The Effect of Grape Seed Extract on Semen Oxidative Stress Markers in Men with Idiopathic Infertility: A Cross-Sectional Before-After Study


Mohammad Soleimani 1 , Navid Masoumi ORCID 1 , *

1 Department of Urology, Shahid Modarress Hospital, Shahid Beheshti University of Medical Sciences, Tehran, Iran

How to Cite: Soleimani M, Masoumi N. The Effect of Grape Seed Extract on Semen Oxidative Stress Markers in Men with Idiopathic Infertility: A Cross-Sectional Before-After Study, Nephro-Urol Mon. 2017 ; 9(5):e13837. doi: 10.5812/numonthly.13837.


Nephro-Urology Monthly: 9 (5); e13837
Published Online: September 3, 2017
Article Type: Research Article
Received: May 22, 2017
Accepted: August 19, 2017


Background: Assisted reproductive technique is the last treatment resort for idiopathic male infertility (IMI). In recent years, antioxidants have received vast attention to treat IMI by decreasing seminal oxidative stress.

Methods: In this cross-sectional before-after study, we evaluated the effects of grape seed extract (GSE) as an antioxidant on seminal chemistry. Twenty-nine patients with IMI were treated with GSE 600 mg per day for 3 months. Seminal catalase, superoxide dismutase and malondialdehyde, and serum FSH, LH, and testosterone levels were evaluated both at the beginning and at the end of the study.

Results: Mean age of the patients was 32.5 ± 4.9 years. GSE consumption resulted in increased semen catalase (44.67 ± 17.11 vs. 53.05 ± 18.6, P = 0.016), decreased semen malondialdehyde (1.77 ± 0.48 vs. 1.55 ± 0.43, P = 0.024), and increased serum FSH (3.53 ± 1.51 vs. 4.3 ± 2.00, P = 0.026).

* _What you need to do_
Copy the part of the grape seed extract study from "1 Department of" through "seminal oxidative stress.", starting at the first and ending at the second, word for word.

* _Dataset content_
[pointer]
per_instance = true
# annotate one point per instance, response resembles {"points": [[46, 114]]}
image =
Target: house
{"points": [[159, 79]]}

* _Response area_
1 Department of Urology, Shahid Modarress Hospital, Shahid Beheshti University of Medical Sciences, Tehran, Iran

How to Cite: Soleimani M, Masoumi N. The Effect of Grape Seed Extract on Semen Oxidative Stress Markers in Men with Idiopathic Infertility: A Cross-Sectional Before-After Study, Nephro-Urol Mon. 2017 ; 9(5):e13837. doi: 10.5812/numonthly.13837.


Nephro-Urology Monthly: 9 (5); e13837
Published Online: September 3, 2017
Article Type: Research Article
Received: May 22, 2017
Accepted: August 19, 2017


Background: Assisted reproductive technique is the last treatment resort for idiopathic male infertility (IMI). In recent years, antioxidants have received vast attention to treat IMI by decreasing seminal oxidative stress.